- **DATA SHOWN**
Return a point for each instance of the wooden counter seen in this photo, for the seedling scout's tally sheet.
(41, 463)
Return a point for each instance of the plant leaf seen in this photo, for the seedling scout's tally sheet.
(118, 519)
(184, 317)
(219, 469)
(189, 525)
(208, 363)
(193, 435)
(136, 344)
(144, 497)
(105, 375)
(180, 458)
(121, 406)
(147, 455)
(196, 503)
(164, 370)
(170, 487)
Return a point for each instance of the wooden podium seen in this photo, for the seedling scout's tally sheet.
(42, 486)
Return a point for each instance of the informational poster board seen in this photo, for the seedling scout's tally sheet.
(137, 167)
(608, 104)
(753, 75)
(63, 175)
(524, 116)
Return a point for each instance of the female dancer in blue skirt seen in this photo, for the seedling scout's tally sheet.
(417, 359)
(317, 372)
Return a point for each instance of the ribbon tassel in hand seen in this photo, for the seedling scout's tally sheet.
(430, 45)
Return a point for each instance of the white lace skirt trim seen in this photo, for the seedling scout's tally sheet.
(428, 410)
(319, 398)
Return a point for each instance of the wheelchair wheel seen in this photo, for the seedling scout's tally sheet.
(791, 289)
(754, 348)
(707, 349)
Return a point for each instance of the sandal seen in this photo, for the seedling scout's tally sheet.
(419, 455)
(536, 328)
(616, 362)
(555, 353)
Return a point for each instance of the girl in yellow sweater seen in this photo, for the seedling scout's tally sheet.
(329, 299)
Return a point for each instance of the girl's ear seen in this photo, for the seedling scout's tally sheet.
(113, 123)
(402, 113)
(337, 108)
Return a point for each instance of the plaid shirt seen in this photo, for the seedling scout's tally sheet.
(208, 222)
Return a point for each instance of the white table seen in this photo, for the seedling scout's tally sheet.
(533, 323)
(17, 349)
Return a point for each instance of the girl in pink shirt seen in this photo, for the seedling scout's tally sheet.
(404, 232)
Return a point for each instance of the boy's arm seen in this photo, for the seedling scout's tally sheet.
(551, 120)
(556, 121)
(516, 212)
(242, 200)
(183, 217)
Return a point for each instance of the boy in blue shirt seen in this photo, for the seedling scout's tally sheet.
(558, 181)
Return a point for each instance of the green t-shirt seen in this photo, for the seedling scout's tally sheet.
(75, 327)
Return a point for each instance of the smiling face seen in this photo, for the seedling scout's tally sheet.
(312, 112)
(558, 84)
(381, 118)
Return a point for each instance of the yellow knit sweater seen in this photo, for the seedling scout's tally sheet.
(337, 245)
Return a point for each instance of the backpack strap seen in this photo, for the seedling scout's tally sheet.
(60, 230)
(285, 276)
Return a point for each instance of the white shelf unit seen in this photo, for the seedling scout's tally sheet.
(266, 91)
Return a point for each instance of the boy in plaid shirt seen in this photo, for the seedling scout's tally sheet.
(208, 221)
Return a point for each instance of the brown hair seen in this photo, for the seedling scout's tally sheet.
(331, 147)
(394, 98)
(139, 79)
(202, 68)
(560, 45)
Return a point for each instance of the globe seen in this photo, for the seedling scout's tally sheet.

- **SET PROBLEM**
All of the records must be repeated exactly.

- **WRITTEN SOLUTION**
Return a point for each instance of the wooden counter seen in this photo, for the seedling scout's tally sheet.
(41, 463)
Return a point for each instance of the plant leaf seen in this photo, for the seedling scout's tally sheet.
(118, 519)
(184, 317)
(219, 469)
(189, 525)
(208, 363)
(193, 435)
(136, 344)
(144, 497)
(105, 375)
(180, 458)
(121, 406)
(147, 455)
(196, 503)
(164, 370)
(170, 487)
Return a point for each instance of the wooden podium seen in this photo, for the seedling scout's tally sheet.
(42, 486)
Return a point for each instance of the informational poster board seen in this photo, for the seedling scout's tally sheet.
(137, 167)
(608, 104)
(753, 75)
(63, 175)
(524, 116)
Return a point for each instance of the female dancer in blue skirt seen in this photo, for the seedling scout's tally sheet.
(417, 359)
(317, 372)
Return a point for each instance of the ribbon tassel in hand seen in this photo, for the seedling scout's tally sheet.
(430, 45)
Return a point for each instance of the white lace skirt trim seen in this photo, for the seedling scout's tally sheet.
(428, 410)
(319, 398)
Return a point for each instance of the wheelchair wheel seen in this photo, for the seedling scout's tally sheet.
(791, 289)
(754, 348)
(707, 349)
Return a point for each instance of the sandal seen in this photo, for the seedling scout's tally sheet.
(419, 455)
(536, 328)
(616, 362)
(555, 353)
Return a point for each instance of the girl in yellow sweater seen in this photo, for the seedling scout's tally sheet.
(329, 299)
Return a point for each instance of the girl's ear seen in this photo, for the seedling scout's tally sheet.
(113, 123)
(402, 113)
(337, 108)
Return a point for each instance of the plaid shirt seen in this photo, for the seedling scout's tally sheet.
(208, 222)
Return a point for each instance of the white table seen in this photo, for the seedling scout's tally sheet.
(533, 323)
(17, 349)
Return a point for each instance of the girl in pink shirt seen in this photo, for the seedling scout's tally sheet.
(404, 232)
Return a point for each instance of the boy's arm seen in this photo, for the seedling scout's tally sheet.
(551, 120)
(556, 121)
(516, 212)
(242, 200)
(183, 217)
Return a point for each instance of the boy in blue shirt seen in this photo, for the seedling scout's tally sheet.
(558, 181)
Return a point for each instance of the green t-shirt seen in this photo, for the seedling scout's tally sheet.
(75, 327)
Return a point for each instance of the smiling face seen in this photo, for the seedling scout's tally sheet.
(312, 112)
(558, 84)
(381, 118)
Return a point for each instance of the yellow knit sweater seen in this photo, for the seedling scout's tally sheet.
(337, 245)
Return a point for each instance of the backpack strap seen in this photo, for the seedling scout's tally sheet.
(60, 230)
(285, 276)
Return a point for each instance of the white shelf unit seen in this photo, for the seedling scout's tally sheet.
(266, 91)
Return a point for each instance of the boy in plaid shirt seen in this photo, for the seedling scout's tally sheet.
(208, 221)
Return a point for each instance of the brown hair seen in this photo, for the seedling scout's tally sheet.
(331, 147)
(394, 98)
(139, 79)
(202, 68)
(560, 45)
Return a point for each instance of the globe seen in this photo, for the seedling scout's tally sheet.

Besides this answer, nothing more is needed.